[[ Entries shown open ]]

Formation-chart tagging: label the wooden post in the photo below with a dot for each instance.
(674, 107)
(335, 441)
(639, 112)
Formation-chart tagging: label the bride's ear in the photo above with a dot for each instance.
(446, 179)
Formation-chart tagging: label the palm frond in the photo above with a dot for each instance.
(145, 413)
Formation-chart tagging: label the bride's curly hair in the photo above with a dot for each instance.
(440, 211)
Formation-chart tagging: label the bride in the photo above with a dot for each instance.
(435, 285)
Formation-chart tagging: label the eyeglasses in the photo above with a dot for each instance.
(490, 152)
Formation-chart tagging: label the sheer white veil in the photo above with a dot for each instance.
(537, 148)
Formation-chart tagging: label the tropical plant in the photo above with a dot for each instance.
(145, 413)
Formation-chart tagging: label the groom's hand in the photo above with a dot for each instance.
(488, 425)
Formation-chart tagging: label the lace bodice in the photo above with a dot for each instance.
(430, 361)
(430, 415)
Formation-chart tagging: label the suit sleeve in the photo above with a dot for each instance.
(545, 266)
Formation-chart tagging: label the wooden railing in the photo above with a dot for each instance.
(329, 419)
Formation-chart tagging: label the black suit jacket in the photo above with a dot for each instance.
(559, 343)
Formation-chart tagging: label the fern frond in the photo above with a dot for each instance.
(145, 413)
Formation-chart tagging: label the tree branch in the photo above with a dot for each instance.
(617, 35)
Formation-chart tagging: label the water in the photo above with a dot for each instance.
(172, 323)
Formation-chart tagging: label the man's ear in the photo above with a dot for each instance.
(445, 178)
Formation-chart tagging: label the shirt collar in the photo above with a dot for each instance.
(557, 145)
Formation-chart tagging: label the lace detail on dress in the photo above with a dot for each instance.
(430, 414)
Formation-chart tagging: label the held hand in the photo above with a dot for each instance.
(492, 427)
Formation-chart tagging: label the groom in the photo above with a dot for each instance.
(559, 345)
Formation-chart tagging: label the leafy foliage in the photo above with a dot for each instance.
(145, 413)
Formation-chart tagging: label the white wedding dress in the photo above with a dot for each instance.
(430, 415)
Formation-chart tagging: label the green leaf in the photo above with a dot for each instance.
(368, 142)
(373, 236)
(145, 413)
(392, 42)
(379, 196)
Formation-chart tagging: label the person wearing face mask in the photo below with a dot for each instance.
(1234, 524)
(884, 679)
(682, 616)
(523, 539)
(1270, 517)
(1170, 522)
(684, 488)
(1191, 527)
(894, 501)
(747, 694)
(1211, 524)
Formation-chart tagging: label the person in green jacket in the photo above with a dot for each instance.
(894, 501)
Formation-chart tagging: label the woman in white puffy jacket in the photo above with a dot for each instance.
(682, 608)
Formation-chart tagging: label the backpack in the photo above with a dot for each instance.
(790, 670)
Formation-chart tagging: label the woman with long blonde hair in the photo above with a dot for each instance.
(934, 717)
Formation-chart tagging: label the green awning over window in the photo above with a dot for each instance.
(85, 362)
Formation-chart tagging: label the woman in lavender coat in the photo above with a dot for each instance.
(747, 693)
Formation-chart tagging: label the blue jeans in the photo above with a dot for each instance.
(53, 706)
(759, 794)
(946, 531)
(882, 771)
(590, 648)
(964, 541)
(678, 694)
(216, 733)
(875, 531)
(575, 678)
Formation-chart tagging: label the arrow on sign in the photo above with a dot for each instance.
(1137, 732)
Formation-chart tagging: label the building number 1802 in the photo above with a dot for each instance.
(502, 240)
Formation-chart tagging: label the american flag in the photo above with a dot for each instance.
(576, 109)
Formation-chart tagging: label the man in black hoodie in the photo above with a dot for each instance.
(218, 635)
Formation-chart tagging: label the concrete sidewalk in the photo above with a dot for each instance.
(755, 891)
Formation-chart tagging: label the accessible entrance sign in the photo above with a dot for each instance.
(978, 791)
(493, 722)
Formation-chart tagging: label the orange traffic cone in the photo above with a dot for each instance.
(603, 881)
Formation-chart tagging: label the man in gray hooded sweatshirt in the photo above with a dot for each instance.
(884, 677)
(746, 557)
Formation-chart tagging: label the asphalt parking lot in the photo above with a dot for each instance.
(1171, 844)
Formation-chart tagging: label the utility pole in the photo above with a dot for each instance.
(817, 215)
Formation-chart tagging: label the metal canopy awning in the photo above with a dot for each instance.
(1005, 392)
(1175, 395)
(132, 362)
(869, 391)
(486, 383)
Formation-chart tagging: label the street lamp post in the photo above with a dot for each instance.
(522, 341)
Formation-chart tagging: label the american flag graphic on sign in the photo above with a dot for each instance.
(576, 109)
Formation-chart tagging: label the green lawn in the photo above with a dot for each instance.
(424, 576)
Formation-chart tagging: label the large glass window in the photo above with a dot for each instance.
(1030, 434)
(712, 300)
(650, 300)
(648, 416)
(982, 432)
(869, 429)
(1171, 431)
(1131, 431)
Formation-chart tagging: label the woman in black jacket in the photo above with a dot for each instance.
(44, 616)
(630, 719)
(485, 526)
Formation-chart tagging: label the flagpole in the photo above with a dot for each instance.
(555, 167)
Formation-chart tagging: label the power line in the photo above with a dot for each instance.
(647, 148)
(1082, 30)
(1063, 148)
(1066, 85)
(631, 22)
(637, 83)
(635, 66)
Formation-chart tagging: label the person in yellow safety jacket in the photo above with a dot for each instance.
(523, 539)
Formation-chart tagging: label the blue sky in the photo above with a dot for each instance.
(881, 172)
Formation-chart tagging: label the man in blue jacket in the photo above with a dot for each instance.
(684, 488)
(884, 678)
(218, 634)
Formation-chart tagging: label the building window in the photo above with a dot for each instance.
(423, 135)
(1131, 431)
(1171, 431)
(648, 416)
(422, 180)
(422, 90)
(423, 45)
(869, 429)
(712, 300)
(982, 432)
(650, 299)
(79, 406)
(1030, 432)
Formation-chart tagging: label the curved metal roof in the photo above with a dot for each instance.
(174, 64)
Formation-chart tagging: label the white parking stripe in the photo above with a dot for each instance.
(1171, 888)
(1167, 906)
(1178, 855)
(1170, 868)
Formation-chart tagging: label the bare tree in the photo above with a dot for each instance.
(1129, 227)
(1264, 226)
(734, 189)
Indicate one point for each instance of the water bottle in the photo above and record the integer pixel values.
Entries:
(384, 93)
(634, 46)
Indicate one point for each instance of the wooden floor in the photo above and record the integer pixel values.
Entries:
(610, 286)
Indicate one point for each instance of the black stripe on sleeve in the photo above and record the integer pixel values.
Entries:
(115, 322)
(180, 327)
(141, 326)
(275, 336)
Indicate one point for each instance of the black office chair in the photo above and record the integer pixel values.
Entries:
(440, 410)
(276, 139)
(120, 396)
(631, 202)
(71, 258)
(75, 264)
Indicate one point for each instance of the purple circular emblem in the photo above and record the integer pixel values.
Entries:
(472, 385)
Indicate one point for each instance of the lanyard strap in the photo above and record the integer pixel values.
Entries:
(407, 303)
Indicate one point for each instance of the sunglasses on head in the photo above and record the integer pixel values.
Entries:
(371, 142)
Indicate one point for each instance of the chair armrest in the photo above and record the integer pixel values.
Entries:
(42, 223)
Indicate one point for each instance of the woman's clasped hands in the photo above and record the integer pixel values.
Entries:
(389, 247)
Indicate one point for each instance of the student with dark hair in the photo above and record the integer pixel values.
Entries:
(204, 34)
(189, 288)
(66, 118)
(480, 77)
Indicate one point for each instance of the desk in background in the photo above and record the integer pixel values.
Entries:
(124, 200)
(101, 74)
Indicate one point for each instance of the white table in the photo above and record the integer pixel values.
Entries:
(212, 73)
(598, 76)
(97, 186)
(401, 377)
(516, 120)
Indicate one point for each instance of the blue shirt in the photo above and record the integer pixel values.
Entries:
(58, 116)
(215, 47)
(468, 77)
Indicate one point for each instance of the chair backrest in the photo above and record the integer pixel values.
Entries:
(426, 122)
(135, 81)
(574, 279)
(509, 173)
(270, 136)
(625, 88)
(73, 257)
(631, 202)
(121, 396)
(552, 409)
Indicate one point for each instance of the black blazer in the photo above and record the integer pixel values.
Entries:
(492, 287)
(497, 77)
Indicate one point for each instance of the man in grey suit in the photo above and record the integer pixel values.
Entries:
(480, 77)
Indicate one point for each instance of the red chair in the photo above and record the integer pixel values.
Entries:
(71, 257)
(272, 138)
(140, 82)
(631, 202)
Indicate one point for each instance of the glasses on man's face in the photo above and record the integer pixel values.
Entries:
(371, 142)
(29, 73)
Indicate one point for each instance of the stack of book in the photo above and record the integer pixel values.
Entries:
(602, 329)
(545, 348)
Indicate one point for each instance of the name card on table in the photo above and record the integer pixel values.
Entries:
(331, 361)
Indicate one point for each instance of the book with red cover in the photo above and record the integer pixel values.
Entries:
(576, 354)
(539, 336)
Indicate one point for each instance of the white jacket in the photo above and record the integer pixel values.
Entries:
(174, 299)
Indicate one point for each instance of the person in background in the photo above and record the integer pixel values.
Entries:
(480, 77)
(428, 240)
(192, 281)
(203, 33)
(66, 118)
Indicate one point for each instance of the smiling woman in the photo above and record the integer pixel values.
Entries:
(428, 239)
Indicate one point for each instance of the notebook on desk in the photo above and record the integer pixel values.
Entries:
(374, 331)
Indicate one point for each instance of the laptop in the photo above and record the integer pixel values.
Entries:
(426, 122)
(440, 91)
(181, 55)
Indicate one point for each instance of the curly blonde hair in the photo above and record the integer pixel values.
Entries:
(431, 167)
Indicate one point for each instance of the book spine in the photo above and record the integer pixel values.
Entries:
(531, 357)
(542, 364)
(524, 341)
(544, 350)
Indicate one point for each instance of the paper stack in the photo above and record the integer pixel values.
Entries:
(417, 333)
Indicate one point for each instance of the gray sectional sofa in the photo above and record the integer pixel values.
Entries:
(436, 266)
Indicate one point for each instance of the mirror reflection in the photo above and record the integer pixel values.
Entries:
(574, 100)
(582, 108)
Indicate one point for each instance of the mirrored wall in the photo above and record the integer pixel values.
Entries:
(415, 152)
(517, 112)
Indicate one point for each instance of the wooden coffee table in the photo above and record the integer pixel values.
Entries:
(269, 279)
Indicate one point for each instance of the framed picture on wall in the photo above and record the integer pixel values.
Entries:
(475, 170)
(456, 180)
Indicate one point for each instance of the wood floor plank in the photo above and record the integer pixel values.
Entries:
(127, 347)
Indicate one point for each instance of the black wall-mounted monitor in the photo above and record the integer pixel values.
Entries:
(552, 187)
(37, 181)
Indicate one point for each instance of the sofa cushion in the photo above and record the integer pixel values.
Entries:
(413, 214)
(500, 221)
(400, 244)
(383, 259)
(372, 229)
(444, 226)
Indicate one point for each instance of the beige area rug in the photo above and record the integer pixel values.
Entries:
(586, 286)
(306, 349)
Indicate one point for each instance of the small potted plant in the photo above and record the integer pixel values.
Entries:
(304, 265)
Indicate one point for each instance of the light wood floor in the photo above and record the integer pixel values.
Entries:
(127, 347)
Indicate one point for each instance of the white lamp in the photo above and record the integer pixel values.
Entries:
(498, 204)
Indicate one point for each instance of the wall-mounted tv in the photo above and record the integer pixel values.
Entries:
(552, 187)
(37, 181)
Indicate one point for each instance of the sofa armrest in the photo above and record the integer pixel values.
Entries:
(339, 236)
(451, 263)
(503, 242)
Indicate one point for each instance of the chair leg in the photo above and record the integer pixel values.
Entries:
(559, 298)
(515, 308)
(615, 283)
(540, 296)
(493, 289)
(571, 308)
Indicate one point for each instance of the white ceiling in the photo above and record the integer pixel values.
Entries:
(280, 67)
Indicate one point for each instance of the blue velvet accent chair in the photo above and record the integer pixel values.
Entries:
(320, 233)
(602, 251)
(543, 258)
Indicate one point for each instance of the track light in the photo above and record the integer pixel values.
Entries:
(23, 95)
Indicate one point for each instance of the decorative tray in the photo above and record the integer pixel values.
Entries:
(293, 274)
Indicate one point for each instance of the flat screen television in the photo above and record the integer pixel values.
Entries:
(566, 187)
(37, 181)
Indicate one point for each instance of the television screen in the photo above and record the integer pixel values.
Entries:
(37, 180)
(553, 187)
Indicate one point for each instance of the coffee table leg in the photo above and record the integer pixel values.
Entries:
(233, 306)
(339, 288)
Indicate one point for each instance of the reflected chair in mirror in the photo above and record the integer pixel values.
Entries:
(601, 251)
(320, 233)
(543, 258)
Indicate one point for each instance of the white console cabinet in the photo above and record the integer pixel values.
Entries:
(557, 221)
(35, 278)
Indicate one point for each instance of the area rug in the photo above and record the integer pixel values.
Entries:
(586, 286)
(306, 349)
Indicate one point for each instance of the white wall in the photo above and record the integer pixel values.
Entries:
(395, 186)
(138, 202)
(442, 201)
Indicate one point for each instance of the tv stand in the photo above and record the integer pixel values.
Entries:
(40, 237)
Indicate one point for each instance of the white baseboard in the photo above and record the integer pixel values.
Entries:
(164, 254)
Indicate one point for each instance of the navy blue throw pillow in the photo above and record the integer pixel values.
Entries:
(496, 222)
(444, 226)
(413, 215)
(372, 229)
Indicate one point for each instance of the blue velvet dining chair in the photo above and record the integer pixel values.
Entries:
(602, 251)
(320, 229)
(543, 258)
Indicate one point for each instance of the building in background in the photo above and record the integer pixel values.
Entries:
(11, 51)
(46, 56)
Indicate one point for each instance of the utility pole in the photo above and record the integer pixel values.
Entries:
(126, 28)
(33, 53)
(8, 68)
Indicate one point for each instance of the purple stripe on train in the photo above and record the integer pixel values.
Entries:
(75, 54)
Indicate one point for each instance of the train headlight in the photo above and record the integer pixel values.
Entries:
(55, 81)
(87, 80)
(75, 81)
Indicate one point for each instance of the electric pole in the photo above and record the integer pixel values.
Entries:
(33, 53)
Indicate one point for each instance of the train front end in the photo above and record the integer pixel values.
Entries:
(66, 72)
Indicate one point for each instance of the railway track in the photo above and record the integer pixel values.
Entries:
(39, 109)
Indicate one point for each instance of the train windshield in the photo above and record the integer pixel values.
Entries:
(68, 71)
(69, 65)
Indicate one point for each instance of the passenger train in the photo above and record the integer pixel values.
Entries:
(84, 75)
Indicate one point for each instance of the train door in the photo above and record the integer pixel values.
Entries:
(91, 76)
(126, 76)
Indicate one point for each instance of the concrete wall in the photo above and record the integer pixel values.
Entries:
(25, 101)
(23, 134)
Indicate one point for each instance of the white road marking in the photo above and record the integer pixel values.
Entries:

[[ Entries shown closed ]]

Task goal
Transcribe each line of the data above, unaltered, from the one where "Indicate one point for each instance of the railway" appears to the one where "Indicate one point for each instance of the train door" appears, inclusive of both.

Task result
Indicate one point for each instance of the railway track in the photo above and record the integer pixel values.
Entries:
(39, 109)
Indicate one point for each instance of the train windshield in the photo above and record the integer pixel values.
Entries:
(68, 71)
(69, 65)
Indicate one point for each instance of the passenger train in the photo above and record the integer pixel values.
Entries:
(84, 75)
Indicate one point for each instance of the train door in the photo above and record the integer pixel values.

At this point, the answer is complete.